WORK TO BE COMPLETED:
Which rows below contain the word "ridge"? Extract each one in full.

EXERCISE MATERIAL:
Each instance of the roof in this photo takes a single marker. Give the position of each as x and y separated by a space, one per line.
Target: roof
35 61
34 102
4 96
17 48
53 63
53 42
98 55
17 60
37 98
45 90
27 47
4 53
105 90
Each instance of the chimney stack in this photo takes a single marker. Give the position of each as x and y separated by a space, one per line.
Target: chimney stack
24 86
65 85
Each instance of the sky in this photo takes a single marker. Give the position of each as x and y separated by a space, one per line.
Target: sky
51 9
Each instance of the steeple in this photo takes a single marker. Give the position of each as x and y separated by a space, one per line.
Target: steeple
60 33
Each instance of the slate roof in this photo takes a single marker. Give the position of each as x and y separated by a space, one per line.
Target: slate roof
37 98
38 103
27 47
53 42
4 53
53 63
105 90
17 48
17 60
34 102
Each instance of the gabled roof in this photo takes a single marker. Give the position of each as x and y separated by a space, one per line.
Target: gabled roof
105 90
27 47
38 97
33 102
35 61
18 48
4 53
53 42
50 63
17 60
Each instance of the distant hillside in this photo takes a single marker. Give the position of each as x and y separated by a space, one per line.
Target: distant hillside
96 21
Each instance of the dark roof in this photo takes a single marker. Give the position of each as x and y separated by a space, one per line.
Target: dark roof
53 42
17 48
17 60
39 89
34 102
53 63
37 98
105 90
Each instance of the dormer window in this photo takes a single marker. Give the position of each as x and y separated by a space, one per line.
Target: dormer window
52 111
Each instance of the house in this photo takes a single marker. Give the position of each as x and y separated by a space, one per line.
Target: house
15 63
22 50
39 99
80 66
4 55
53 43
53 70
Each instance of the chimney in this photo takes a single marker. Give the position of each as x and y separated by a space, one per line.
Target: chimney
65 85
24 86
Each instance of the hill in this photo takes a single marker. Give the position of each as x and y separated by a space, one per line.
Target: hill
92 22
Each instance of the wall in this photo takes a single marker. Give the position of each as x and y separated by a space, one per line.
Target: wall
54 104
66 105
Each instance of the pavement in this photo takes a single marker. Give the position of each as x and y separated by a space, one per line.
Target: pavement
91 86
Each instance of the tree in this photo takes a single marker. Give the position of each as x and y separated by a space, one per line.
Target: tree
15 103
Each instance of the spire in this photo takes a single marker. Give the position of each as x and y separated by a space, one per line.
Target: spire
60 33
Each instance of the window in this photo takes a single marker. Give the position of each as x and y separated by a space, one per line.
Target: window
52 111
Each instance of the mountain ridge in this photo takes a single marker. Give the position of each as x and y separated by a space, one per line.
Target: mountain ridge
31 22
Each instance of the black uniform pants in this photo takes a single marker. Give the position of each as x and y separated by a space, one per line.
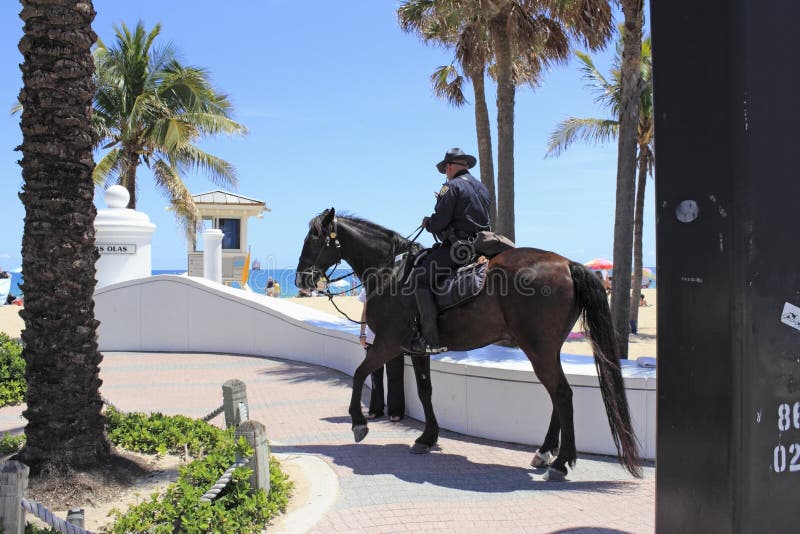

ANSWER IN FULL:
Each instance of the mountain ridge in this photo takes a single marker. Give the position of each as x and y separated by a space, one per line.
Target: mountain ridge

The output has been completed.